Set task
Copy the passage on regulation-making powers below word for word, taking everything from "A regulation under" down to "registry access services.".

Extract
The Lieutenant Governor in Council may make regulations
(a) designating another province or territory of Canada, or the Government of Canada, as a designated jurisdiction for the purposes of this section;
(b) respecting the collection and disclosure by the Registrar of fees, records, applications, forms, notices and other documents or information required under this Act or an enactment of a designated province that is similar to this Act;
(c) respecting the transmission by the Registrar to an extra-provincial registrar or operator of a multi-jurisdictional registry access service of anything referred to in clause (b);
(d) specifying the form and manner in which anything referred to in clause (b) is to be collected, disclosed or transmitted;
(e) respecting the forms required for the purposes of a regulation made under this section;
(f) prescribing fees for the provision of services under a regulation made under this section and respecting the payment and collection of such fees.
A regulation under this section may be general or particular in its application and apply in whole or in part to or in respect of
(a) one or more classes of cooperative entities specified in the regulations; or
(b) one or more designated jurisdictions, extra-provincial registrars or multi-jurisdictional registry access services.
If there is a conflict or inconsistency between a provision of a regulation made under this section and a provision of this Act or of a regulation made under another section of this Act, the provision of the regulation made under this section prevails to the extent of the conflict of inconsistency.
Subsection 44(4) is amended by striking out "Registrar" in the section heading and in the section and substituting "Superintendent".

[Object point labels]

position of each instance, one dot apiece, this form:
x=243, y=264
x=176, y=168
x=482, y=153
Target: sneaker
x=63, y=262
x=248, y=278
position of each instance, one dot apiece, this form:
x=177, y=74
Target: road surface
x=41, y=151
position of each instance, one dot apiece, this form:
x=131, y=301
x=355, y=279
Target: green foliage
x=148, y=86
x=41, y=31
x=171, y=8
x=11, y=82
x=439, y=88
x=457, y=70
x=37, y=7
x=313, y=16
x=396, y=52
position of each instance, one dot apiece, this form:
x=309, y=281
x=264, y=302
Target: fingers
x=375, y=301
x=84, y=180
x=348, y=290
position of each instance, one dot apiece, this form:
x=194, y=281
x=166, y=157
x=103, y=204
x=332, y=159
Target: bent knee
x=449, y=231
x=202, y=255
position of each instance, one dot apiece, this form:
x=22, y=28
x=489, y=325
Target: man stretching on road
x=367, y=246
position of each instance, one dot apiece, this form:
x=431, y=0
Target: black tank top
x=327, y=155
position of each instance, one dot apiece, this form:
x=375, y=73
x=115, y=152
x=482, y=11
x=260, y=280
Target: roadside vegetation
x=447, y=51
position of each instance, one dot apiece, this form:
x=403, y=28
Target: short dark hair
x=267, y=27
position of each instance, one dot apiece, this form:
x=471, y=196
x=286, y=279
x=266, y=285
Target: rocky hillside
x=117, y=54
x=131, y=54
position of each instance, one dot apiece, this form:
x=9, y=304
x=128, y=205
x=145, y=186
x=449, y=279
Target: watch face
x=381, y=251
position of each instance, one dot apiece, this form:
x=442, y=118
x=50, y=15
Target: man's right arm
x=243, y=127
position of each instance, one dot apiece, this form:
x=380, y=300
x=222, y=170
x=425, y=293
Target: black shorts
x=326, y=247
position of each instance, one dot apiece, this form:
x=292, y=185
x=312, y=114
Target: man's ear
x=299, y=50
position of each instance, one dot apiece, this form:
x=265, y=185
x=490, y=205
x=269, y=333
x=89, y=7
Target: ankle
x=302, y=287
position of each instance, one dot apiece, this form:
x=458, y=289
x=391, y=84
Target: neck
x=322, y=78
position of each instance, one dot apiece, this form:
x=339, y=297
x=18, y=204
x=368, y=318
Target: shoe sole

Worked answer
A regulation under this section may be general or particular in its application and apply in whole or in part to or in respect of
(a) one or more classes of cooperative entities specified in the regulations; or
(b) one or more designated jurisdictions, extra-provincial registrars or multi-jurisdictional registry access services.